▶ INSTRUCTIONS TO FOLLOW:
Collect every line below that contains the string "comma" and copy each of those lines out in full. Case counts, so uppercase and lowercase letters do not match each other.

(A series of records)
[START]
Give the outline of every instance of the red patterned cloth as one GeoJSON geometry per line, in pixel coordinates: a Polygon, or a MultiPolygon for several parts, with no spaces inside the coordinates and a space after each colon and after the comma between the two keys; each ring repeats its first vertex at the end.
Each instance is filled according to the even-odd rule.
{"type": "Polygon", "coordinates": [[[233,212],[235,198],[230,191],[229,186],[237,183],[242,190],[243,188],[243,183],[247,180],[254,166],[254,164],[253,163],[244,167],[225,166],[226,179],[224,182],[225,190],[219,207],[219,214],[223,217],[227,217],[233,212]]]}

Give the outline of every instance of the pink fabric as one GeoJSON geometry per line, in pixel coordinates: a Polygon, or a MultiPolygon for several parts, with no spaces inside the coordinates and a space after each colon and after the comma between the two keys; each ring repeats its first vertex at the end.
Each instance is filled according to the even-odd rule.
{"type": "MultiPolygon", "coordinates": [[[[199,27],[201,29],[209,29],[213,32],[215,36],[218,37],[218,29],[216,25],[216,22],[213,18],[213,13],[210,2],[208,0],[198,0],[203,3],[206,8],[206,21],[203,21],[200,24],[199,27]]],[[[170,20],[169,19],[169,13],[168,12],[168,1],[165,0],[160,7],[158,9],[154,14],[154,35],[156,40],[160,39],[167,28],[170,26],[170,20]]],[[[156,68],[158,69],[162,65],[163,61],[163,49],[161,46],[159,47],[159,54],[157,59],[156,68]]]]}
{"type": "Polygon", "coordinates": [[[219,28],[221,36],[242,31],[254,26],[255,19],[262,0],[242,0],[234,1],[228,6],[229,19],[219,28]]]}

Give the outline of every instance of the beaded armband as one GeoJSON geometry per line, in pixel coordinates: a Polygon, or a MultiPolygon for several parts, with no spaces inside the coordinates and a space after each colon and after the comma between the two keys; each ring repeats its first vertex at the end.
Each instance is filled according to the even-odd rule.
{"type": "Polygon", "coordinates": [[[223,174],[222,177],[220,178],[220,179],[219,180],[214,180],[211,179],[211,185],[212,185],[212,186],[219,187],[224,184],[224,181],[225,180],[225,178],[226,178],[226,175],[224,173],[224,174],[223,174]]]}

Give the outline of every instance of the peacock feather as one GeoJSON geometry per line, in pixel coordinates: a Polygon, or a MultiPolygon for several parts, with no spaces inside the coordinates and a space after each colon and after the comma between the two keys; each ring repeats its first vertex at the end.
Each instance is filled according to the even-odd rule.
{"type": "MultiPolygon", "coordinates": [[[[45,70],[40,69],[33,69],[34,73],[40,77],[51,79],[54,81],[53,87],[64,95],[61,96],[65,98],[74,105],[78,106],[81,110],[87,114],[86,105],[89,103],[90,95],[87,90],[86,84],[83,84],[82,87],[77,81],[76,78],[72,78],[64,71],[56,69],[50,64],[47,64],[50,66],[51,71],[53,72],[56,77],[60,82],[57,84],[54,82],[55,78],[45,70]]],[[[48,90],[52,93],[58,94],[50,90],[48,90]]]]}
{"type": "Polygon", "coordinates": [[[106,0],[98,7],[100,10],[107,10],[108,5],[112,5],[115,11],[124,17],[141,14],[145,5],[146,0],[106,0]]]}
[END]
▶ SOLVED PROBLEM:
Give the outline of every instance of the red patterned cloth as one GeoJSON geometry per line, in pixel coordinates: a Polygon, or a MultiPolygon for several parts, with no spaces inside the coordinates and a space after each colon and after the comma between the two keys; each ring repeats its first vertex at the end.
Give the outline of every instance of the pink fabric as one GeoJSON geometry per line, in pixel coordinates: a Polygon, or a MultiPolygon for several parts, with no spaces inside the coordinates and a space after each colon and after the comma between the two keys; each ring repeats its first vertex at the end.
Give the outline of every instance of the beaded armband as one GeoJSON geometry per line, in pixel coordinates: a Polygon, or a MultiPolygon for several parts, with no spaces inside the coordinates and a space after each colon and after the comma between the two keys; each ring repeats its first vertex at the end.
Give the outline of every instance of the peacock feather as one GeoJSON geometry per line, in pixel coordinates: a Polygon, or a MultiPolygon for several parts, with no spaces inside the coordinates and a space after each colon and after the comma between the two keys; each ring repeats its first vertex at the end.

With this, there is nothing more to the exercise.